### Objective 1
Rescale the records below, starting at the line containing "segment --target tree" and ending at the last line of the records, both included. Reproduce these lines alone, requests included, with every polygon coordinate in the answers multiplied by 1.1 and rounded to a whole number (halves rounded up), and leave the pictures out.

### Source
######

Harop
The IAI Harop is a large loitering munition specialising in the suppression of enemy air defences (SEAD). Unlike most loitering munitions, it can home autonomously on enemy radar emissions, making it a system that radar operators cannot safely activate without risking destruction. Azerbaijan's deployment of Harop against Armenian air defences in 2020 demonstrated the weapon's strategic effect.
Overview
The Harop (sometimes spelled Harpy 2 in some contexts, though IAI distinguishes it as a separate system from the earlier Harpy) is a large loitering munition — also termed an autonomous attack system — designed and manufactured by IAI's MBT Missile Division. It combines two guidance modes: passive radar homing for the suppression of enemy air defences (SEAD) role, and electro-optical terminal guidance for attacks against targets that are not emitting radar signals.
The Harop is significantly larger and more capable than tactical loitering munitions like the Lancet-3 or Switchblade 600. With a 135 kg total weight, 23 kg warhead, 6-hour endurance, and 1,000 km ferry range, it operates at the strategic level — capable of penetrating hundreds of kilometres into adversary territory to hunt radar emitters.
Design
Configuration: The Harop is a jet-powered flying-wing design without a separate tail unit. The delta-wing planform and jet propulsion give it substantially higher speed than propeller-driven systems — up to 417 km/h maximum, with a cruise speed around 185 km/h for loiter. The jet engine provides higher speed for terminal attack and makes it harder to engage with close-range anti-aircraft weapons that rely on tracking slow-moving propeller aircraft.
Propulsion: A small turbojet engine. The absence of a piston engine eliminates the acoustic signature that makes systems like the Shahed-136 ("moped") audible at range — a stealth advantage in the terminal attack phase.
Launch: From a containerised rail launcher mounted on a vehicle or ship. IAI offers vehicle-mounted multi-round launchers, enabling batteries of Harops to be deployed from standard military logistics vehicles. The launch container protects the munitions during transit and provides weatherproof storage.

######

### Materials provided
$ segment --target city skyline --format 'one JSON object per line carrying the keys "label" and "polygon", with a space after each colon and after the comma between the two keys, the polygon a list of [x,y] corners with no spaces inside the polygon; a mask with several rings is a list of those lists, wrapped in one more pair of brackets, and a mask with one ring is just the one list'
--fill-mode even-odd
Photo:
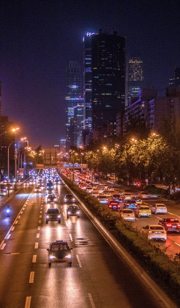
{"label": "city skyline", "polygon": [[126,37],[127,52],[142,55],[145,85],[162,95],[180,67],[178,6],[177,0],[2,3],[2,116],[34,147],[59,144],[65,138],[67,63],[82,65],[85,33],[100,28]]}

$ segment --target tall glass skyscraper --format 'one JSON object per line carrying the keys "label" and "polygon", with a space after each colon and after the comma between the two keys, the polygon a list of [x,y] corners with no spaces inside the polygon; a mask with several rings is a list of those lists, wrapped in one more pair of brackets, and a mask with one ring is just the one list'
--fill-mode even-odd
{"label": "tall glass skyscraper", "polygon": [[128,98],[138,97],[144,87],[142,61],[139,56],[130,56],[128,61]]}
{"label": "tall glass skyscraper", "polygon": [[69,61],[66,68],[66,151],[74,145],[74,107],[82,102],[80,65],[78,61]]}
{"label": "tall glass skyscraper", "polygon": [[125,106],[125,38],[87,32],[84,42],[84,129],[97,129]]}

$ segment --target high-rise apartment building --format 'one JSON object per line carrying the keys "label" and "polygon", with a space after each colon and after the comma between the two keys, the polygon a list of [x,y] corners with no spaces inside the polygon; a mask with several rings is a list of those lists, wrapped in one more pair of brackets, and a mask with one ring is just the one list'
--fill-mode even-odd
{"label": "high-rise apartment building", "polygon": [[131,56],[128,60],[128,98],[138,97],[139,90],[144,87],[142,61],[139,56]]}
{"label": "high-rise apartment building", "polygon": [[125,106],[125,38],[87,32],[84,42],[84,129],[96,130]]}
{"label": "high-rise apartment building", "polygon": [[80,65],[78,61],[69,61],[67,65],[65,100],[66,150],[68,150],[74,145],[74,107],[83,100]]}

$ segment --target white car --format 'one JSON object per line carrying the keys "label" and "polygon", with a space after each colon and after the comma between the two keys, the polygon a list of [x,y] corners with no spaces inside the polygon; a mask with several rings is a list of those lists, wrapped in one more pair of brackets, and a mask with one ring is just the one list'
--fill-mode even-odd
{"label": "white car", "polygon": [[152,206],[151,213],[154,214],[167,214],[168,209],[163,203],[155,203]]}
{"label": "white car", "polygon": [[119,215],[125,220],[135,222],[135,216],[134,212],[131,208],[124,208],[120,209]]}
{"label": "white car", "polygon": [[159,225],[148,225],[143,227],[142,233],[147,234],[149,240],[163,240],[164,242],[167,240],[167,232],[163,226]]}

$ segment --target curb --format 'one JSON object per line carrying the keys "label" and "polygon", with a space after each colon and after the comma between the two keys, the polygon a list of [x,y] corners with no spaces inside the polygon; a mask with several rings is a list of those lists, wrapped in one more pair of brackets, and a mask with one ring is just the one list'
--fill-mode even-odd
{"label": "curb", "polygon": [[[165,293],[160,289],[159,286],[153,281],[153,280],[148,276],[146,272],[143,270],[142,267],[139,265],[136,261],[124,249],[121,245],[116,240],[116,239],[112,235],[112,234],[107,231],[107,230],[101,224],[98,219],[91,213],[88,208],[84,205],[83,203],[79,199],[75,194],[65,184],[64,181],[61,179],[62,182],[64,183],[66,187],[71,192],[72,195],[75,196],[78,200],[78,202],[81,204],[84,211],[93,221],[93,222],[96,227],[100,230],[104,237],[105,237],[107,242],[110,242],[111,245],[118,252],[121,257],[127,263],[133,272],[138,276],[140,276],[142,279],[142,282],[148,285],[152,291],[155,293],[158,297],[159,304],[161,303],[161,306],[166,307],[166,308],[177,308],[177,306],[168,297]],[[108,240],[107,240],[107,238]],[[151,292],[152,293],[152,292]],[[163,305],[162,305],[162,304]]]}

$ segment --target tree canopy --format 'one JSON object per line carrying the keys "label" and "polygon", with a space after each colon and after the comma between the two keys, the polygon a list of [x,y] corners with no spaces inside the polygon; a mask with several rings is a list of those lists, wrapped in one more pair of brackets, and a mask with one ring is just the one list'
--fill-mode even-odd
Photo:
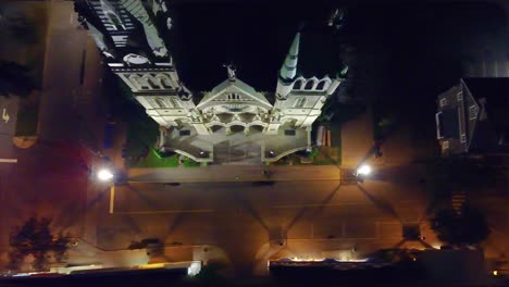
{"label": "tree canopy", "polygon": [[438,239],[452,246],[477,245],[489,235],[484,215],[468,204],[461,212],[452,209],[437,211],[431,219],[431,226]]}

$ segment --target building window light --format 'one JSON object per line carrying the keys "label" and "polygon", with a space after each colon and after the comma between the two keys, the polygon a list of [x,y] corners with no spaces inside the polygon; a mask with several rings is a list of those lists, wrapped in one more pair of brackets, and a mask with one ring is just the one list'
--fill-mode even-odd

######

### Objective 2
Write the next part of the article on the Harop loitering munition, carrying on after its final sentence.

### Written response 1
$ segment --target tree canopy --format 'one JSON object per line carrying the keys "label" and "polygon", with a space after each colon and after the comma between the two keys, the polygon a list of [x,y] corners with no spaces inside the polygon; a mask with several rings is a list of those lists, wrapped in one more pair of brackets, and a mask with one ring is just the one list'
--fill-mode even-odd
Photo:
{"label": "tree canopy", "polygon": [[482,263],[497,271],[525,270],[538,259],[532,237],[515,224],[507,233],[497,230],[481,232],[474,241],[474,249]]}

$ segment --target building window light --format 'one JSON object per line carrying the keys "label" and "polygon", with a space after each colon and after the comma between the two keys, the polygon a list of [x,y] corners with no spaces inside the polygon; a mask with several rings is a list of those lists, wrapped in one more pair of brackets, and a mask with one ring is just the one list'
--fill-mode even-odd

### Written response 2
Guidance Modes
The Harop's dual-mode guidance is its defining feature:
Mode 1 — Passive radar homing (SEAD): The Harop's seeker passively listens for radar emissions. If an adversary air defence radar is active, the Harop can home on the emission source autonomously, without any further operator input. This creates a strategic dilemma for air defence commanders: activating radars to detect and engage threats also immediately marks the radar as a Harop target. The result is that radar operators often choose to leave radars off, which negates the air defence network's ability to track and engage threats — achieving SEAD effect without the Harop even detonating.
Mode 2 — Electro-optical terminal guidance: When targets are not emitting radar, the operator observes video from the Harop's camera and designates targets for attack. This allows engagement of vehicles, logistics nodes, or other fixed infrastructure that does not emit detectable signals.
GPS mid-course: The munition uses GPS for navigation from launch to the target area, with the operator able to programme waypoints and receive telemetry during flight.
Wave-off: Like the Switchblade, the Harop can abort an attack and continue loitering for re-engagement. This is unusual for larger anti-radiation systems and increases tactical flexibility.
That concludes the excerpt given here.